[[ Page extract, beginning ]]
From July of 1940 to September of 1944, the nation of France was ruled by a cadre of politicians and bureaucrats who followed the orders of Nazi Germany. Under the command of Philipe Petaine, who was “granted extraordinary powers” by the National Assembly, the Vichy government locked-down most of the nation (one portion was under Italian occupation), imposing controls over businesses, shutting down newspapers, conducting mass arrests, seizing firearms, and deporting and killing people who either disobeyed or were deemed “problematic”.
And, of course, as it was in Germany, the Vichy authorities imposed a curfew, using military threat of arrest to force people to stay inside, and demanding, “Papers, PLEASE!” of anyone caught in public.
Now, as a “response” to the COVID-19 virus, the French government has imposed a lockdown on private homes and businesses.
On Tuesday, President Emmanuel Macron announced a nationwide lockdown for the next 15 days, saying that people’s ability to go outside will be “greatly reduced”. Now, if someone wishes to leave their house, they must fill out a form with their name, birthdate and check off one of the given reasons for going outside — work, essential errands, healthcare, family reasons and/or individual exercise.
If this sounds familiar, it should.
Police patrolling the boulevards can stop drivers and pedestrians and demand that they present their forms.
Evidently, Mr. Macron is a fan of history.
If they fail to do so, police can issue fines of €38 to €135 ($40 to $150). The form can be downloaded on the ministry website and citizens can present an electronic version on their smartphones.
One might ask what happens if a proud French citizen who has no computer/printer or “smartphone” would like to leave his own home.
Macron’s government is deploying more than 100,000 police nationwide to enforce the restrictions. Those who breach the conditions will be fined, although police were showing leniency in the first hours of the lockdown.
All coming from a government that doesn’t have the money to do this:
(Finance Minister Bruno) Le Maire said the unexpected strain on public finances meant he would have to tear up his 2020 budget. With the economy now forecast to shrink 1%, the state deficit is expected to blow out to 3.9% of gross domestic product from a target of 2.2%.
[[ Page extract, end ]]
[[ Dataset records, beginning ]]
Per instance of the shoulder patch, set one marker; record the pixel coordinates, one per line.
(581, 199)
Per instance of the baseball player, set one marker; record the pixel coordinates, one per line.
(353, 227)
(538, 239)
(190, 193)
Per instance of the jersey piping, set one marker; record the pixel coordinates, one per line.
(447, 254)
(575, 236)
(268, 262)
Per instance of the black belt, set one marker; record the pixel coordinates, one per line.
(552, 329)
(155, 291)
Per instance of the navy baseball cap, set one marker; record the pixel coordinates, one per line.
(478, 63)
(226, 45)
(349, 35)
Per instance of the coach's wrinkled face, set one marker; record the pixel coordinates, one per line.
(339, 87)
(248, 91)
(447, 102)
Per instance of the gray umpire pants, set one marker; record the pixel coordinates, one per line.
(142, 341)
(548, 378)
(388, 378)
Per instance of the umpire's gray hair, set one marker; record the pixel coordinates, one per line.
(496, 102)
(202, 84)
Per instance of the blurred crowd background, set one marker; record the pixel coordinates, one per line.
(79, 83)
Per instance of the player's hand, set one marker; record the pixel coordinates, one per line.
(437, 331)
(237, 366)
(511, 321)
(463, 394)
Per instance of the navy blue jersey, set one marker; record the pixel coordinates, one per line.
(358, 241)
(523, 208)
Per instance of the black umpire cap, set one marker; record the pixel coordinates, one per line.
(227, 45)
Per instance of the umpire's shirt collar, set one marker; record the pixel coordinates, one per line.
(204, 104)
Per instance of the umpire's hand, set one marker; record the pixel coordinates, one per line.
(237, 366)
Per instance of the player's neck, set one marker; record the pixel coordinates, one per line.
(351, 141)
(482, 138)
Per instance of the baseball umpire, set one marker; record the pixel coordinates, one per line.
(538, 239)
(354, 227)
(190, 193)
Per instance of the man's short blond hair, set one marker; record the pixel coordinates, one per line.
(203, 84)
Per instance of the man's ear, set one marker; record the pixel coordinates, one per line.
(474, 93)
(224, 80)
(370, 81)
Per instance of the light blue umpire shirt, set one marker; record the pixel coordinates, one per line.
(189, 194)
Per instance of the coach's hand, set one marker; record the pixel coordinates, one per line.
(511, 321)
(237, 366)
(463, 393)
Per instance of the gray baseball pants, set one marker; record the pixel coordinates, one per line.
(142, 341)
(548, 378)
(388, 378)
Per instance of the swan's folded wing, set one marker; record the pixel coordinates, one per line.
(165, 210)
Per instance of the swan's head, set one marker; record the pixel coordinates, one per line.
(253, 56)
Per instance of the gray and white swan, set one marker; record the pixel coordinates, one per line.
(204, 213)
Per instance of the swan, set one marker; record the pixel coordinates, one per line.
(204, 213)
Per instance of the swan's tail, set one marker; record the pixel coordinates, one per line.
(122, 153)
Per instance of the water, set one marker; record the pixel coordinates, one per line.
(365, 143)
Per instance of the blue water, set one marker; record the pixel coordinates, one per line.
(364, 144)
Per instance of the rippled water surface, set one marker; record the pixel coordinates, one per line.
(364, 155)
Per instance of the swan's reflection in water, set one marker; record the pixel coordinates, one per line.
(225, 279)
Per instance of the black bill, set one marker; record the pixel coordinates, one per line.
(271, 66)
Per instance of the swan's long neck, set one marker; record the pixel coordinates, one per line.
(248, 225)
[[ Dataset records, end ]]
- [Exercise tasks]:
[1] In the article about the French lockdown, what reasons for going outside can a person check off on the form?
[2] Quote the article about the French lockdown between "Police patrolling the" and "of the lockdown.", inclusive.

- [Expected outputs]:
[1] Work, essential errands, healthcare, family reasons, and individual exercise.

[2]
Police patrolling the boulevards can stop drivers and pedestrians and demand that they present their forms.
Evidently, Mr. Macron is a fan of history.
If they fail to do so, police can issue fines of €38 to €135 ($40 to $150). The form can be downloaded on the ministry website and citizens can present an electronic version on their smartphones.
One might ask what happens if a proud French citizen who has no computer/printer or “smartphone” would like to leave his own home.
Macron’s government is deploying more than 100,000 police nationwide to enforce the restrictions. Those who breach the conditions will be fined, although police were showing leniency in the first hours of the lockdown.